# RECORDS TO PROCESS
--

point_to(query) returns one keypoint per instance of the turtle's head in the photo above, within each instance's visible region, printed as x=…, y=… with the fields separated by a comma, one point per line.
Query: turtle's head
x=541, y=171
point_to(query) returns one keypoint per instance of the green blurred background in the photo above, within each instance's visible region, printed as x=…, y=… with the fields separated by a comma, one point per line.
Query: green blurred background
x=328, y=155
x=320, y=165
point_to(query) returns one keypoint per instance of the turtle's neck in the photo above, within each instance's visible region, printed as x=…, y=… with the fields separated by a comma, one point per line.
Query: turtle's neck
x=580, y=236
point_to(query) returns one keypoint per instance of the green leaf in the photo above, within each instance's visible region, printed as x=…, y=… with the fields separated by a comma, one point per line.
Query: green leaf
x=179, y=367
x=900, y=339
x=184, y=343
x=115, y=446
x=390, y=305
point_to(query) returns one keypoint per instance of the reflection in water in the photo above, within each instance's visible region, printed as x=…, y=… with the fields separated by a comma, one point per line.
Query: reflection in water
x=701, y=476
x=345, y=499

--

# JOB
Copy every entry above word for word, keeping each line and its order unchanged.

# WORKED SOLUTION
point_to(query) returns one keypoint per instance of the turtle's head in the photo above, within each instance's visible region, printed as x=…, y=… with the fields separated by a comma, one point per line.
Query: turtle's head
x=541, y=171
point_to(query) returns one keypoint per instance of the green blurred background in the photo above, within each instance's visible region, printed as x=…, y=… with the fields separated by a comma, one point per line.
Query: green blurred background
x=328, y=155
x=320, y=165
point_to(query) returns one keypoint per instance of the turtle's neck in the photo above, within each instance's visible region, printed as x=…, y=… with the fields separated by a comma, one point per line.
Query: turtle's neck
x=580, y=236
point_to(query) returns one keypoint per instance of the green leaf in the photo above, within each instance's visible region, printed as x=…, y=… with the fields separated by a comma, one point per line.
Query: green leaf
x=179, y=367
x=900, y=339
x=184, y=343
x=115, y=446
x=390, y=305
point_to(query) returns one keypoint per instance of the reflection in water in the photo above, within each instance's visible region, printed as x=…, y=… with the fields separated by a comma, one point per line.
Query: reflection in water
x=701, y=476
x=345, y=499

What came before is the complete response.